GIVEN PROBLEM A:
Answer these questions about the interview transcript below, marking each answer as its question is marked.
(i) At what time did Jack Casady say his band played today?
(ii) With which band is Hot Tuna going to sit in, and during what hours?
(iii) What role does the transcript give for Dennis?
GIVEN PROBLEM B: Repeat, word for word, the part of the interview transcript below between "Jack Casady – You’ll" and "ya gonna do?", inclusive.

DOCUMENT EXCERPT:
-------------------------

Jack Casady – Oh hi, this is Jack Casady, I’m coming in to see my old buddy, Bob.
Moe – (Laughs in further disbelief at the events which are unfolding in front of his eyes)
Jack Casady – How it goin’ Bob?
Bobby – Well, pretty good! Where are you playing?
Jack Casady – We have played… We played at 2:30 today, but we’re (Hot Tuna) gonna sit in with our buddies, Gov’t Mule at 12 midnight to 3 in the morning.
Bobby – I’ll be there too.
Jack Casady – You’ll be there too…
Bobby – You bet!
Jack Casady – And we’re gonna do a little thing over here… Jorma’s around the corner, Barry’s around the corner, Eric’s around the corner… What are ya gonna do?
Bobby – All right!
Dennis (Bobby’s manager) – Say hi to Jorms…
Bobby (To Jack Casady) – We’re gonna finish up here…
Moe – When my friends and my listeners learned that I was going to be speaking with you… They wanted to know one thing. They wanted to know what are some of your craziest memories of your whole music experience… not just Grateful Dead, but your whole music experience. Anything stand out particularly?

-------------------------

PROVIDED DATA:
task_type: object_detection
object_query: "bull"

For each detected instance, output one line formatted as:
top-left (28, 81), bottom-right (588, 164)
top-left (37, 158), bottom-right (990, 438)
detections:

-------------------------

FINAL ANSWER A:
(i) 2:30
(ii) Gov't Mule, from 12 midnight to 3 in the morning
(iii) Bobby's manager

FINAL ANSWER B:
Jack Casady – You’ll be there too…
Bobby – You bet!
Jack Casady – And we’re gonna do a little thing over here… Jorma’s around the corner, Barry’s around the corner, Eric’s around the corner… What are ya gonna do?